» Task requirements:
Every line of the records below should be restated exactly.

» The data:
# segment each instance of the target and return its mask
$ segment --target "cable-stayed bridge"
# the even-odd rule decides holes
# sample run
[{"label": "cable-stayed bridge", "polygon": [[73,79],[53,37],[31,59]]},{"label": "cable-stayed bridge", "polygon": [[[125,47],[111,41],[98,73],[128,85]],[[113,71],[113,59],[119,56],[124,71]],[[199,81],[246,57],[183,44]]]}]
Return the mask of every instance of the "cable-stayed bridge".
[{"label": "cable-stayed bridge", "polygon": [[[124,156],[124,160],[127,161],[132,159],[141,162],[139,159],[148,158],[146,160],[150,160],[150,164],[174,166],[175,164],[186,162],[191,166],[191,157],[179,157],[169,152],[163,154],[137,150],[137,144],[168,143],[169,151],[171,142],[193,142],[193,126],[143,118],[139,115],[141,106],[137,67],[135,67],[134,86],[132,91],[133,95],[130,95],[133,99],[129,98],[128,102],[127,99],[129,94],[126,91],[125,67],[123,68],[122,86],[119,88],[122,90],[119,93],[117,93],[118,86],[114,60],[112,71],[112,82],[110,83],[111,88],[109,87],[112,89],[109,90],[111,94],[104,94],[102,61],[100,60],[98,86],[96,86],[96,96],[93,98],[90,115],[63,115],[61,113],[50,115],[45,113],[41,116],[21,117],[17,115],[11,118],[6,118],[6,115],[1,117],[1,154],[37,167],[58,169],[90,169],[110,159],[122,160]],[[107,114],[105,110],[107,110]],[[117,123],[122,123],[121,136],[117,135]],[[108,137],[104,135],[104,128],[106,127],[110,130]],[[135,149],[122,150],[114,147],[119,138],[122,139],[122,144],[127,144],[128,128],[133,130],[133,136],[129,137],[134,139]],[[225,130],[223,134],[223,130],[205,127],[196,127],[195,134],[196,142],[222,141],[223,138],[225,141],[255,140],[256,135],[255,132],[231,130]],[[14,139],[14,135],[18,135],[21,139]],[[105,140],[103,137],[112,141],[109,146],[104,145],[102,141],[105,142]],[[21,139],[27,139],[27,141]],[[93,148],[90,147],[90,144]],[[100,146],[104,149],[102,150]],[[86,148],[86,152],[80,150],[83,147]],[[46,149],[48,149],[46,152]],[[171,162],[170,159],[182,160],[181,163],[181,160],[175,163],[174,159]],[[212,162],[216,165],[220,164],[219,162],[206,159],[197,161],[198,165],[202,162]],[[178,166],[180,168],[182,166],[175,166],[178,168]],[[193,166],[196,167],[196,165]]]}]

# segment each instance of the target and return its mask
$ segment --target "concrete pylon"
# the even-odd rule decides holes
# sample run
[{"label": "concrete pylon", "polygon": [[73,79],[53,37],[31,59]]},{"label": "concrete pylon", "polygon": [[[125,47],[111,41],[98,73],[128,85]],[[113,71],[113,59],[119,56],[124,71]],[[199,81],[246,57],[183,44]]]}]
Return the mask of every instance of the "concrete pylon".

» Result of the task:
# segment each instance of the target and return its mask
$ segment --target "cable-stayed bridge"
# the even-odd rule decides holes
# sample run
[{"label": "cable-stayed bridge", "polygon": [[73,79],[53,37],[31,59]]},{"label": "cable-stayed bridge", "polygon": [[[125,47],[111,41],[98,73],[128,85]],[[113,71],[113,59],[119,56],[124,71]],[[199,81],[246,57],[183,44]]]}]
Return the mask of every instance of the "cable-stayed bridge".
[{"label": "cable-stayed bridge", "polygon": [[[124,156],[124,160],[127,161],[132,159],[141,162],[139,159],[148,158],[146,160],[150,160],[150,164],[174,166],[175,164],[186,162],[191,166],[191,157],[179,157],[169,152],[163,154],[137,150],[137,144],[168,143],[169,151],[171,142],[193,142],[193,126],[143,118],[139,115],[141,106],[137,67],[135,67],[134,86],[132,91],[133,95],[130,95],[133,99],[129,98],[128,102],[127,99],[129,94],[126,91],[125,67],[123,68],[122,86],[119,88],[122,90],[119,93],[117,93],[118,86],[114,60],[112,71],[112,82],[110,83],[111,88],[109,87],[112,89],[109,90],[111,94],[104,94],[102,61],[100,60],[98,86],[96,86],[96,96],[93,98],[90,115],[63,115],[61,113],[50,115],[45,113],[41,116],[21,117],[17,115],[11,118],[6,118],[6,115],[1,117],[1,154],[37,167],[58,169],[90,169],[110,159],[122,160]],[[107,114],[105,110],[107,110]],[[117,123],[122,123],[121,136],[117,135]],[[108,137],[104,135],[104,128],[106,127],[110,130]],[[135,149],[122,150],[114,147],[119,138],[122,139],[122,144],[127,144],[128,128],[133,130],[133,136],[129,137],[134,139]],[[225,130],[223,134],[223,130],[205,127],[196,127],[195,134],[196,142],[222,141],[223,138],[225,141],[255,140],[256,135],[255,132],[231,130]],[[14,139],[14,135],[18,135],[21,139]],[[105,140],[103,137],[112,141],[109,146],[104,145],[102,141],[105,142]],[[21,139],[27,139],[27,141]],[[93,148],[90,147],[90,144]],[[100,146],[104,149],[102,150]],[[86,148],[86,152],[80,150],[83,147]],[[46,149],[48,149],[46,152]],[[171,162],[170,159],[182,160],[181,163],[181,160],[175,163],[174,159]],[[212,162],[216,165],[220,164],[219,162],[206,159],[197,161],[198,165],[202,162]],[[178,166],[180,168],[182,166],[175,166],[178,168]],[[193,166],[196,167],[196,165]]]}]

# segment each instance of the target and return its mask
$ segment --target "concrete pylon"
# the even-odd rule decides holes
# sample run
[{"label": "concrete pylon", "polygon": [[73,79],[53,37],[31,59]]},{"label": "concrete pylon", "polygon": [[[125,47],[111,41],[98,73],[128,85]],[[113,71],[113,59],[119,56],[124,71]],[[199,81],[246,57],[183,44]]]}]
Return the mask of every instance of the "concrete pylon".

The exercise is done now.